Some records:
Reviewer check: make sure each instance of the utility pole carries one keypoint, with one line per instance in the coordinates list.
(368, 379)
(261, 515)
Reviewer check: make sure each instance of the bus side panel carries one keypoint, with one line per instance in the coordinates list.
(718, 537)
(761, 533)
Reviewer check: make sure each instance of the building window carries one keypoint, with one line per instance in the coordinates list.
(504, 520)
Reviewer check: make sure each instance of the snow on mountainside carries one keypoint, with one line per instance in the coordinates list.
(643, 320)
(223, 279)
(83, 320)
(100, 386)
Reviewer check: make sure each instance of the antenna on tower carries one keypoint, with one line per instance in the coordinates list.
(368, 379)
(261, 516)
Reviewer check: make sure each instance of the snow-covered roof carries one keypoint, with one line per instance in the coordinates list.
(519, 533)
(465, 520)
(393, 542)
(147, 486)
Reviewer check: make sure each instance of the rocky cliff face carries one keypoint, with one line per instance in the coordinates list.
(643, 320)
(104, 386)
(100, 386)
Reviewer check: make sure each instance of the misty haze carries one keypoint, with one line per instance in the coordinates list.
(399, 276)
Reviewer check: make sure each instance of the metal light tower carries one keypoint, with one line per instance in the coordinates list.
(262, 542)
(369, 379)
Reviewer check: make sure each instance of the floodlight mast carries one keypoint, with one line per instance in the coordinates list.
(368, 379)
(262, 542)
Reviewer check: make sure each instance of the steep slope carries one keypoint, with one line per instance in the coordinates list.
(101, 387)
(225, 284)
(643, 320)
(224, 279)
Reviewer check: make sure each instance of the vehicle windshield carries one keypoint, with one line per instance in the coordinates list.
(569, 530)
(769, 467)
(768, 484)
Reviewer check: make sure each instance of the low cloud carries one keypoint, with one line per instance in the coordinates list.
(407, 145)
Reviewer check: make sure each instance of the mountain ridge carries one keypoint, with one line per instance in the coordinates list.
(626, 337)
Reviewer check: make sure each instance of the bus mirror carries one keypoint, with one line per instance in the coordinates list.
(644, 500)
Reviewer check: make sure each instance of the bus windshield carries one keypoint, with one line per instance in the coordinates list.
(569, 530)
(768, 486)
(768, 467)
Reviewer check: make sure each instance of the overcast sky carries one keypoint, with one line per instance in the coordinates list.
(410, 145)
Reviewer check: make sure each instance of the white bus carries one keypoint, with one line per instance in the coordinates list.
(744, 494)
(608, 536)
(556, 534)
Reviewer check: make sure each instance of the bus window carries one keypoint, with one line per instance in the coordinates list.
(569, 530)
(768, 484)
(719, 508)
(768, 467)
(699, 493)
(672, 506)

• Stated exercise:
From the listing above, extract every line exactly as it stands.

• Solution for this problem:
Reviewer check: make sure each instance of the utility pole carries one keypoint, with one line per instance in the coordinates list.
(368, 379)
(261, 515)
Reviewer check: make sure each instance of the bus side panel carries one keypoint, with one line per instance in the coordinates list.
(718, 537)
(761, 533)
Reviewer check: make sure each instance of the building window carries one keypoint, with one line per instance in the coordinates list.
(504, 520)
Reviewer check: make sure each instance of the snow on mountainside carries one keypoint, with one line per instance in the coordinates list.
(643, 320)
(223, 279)
(83, 320)
(100, 386)
Reviewer check: make sure each instance of the antenna on tower carries one keypoint, with one line per instance in the coordinates list.
(368, 379)
(261, 516)
Reviewer check: make sure each instance of the snow-covered roof carries one keypoint, with one line per instance in the coordinates list.
(519, 533)
(465, 520)
(393, 542)
(147, 486)
Reviewer check: make sure each instance of the rocky cliff face carries one keypoint, with one line per instance in the coordinates list.
(643, 320)
(104, 386)
(100, 386)
Reviewer check: make sure each instance of the misty haze carries one keypoint, with one line per instance in the coordinates list.
(399, 276)
Reviewer check: make sure each instance of the metal light tower carries one keypoint, with one line per instance in the coordinates list.
(262, 542)
(369, 379)
Reviewer check: make sure each instance of the floodlight mast carries one keypoint, with one line per instance in the coordinates list.
(368, 379)
(262, 542)
Reviewer check: make sure each instance of the steep slope carries one keypoint, with one line per instance in the coordinates list.
(101, 387)
(225, 284)
(643, 320)
(224, 279)
Reviewer check: make sure each instance of the vehicle windshield carries one keypoint, with one line per instance in the coordinates list.
(569, 530)
(769, 467)
(768, 484)
Reviewer check: make sure each instance of the low cloud carries one keypoint, with one line per instance in the coordinates list.
(407, 145)
Reviewer check: make sure each instance of the mountain ridge carries one keypoint, with one line per instance in the coordinates list.
(626, 337)
Reviewer check: make sure each instance of the bus mirror carries one keypoint, with one line per instance in the coordinates list.
(644, 500)
Reviewer check: make sure each instance of the bus windshield carries one keypoint, with one line per instance in the coordinates list.
(569, 530)
(768, 486)
(768, 467)
Reviewer check: make sure each instance of the overcast sky carries one keypoint, with one line per instance in the coordinates list.
(410, 145)
Reviewer check: make sure each instance of the white bus carries one keypoint, with one line per instance in the coordinates list.
(744, 494)
(608, 536)
(556, 534)
Reviewer check: make sure each instance of the bus window carries one keypoint, with one line per instance in the coordinates list.
(569, 530)
(768, 484)
(719, 508)
(768, 467)
(699, 493)
(672, 506)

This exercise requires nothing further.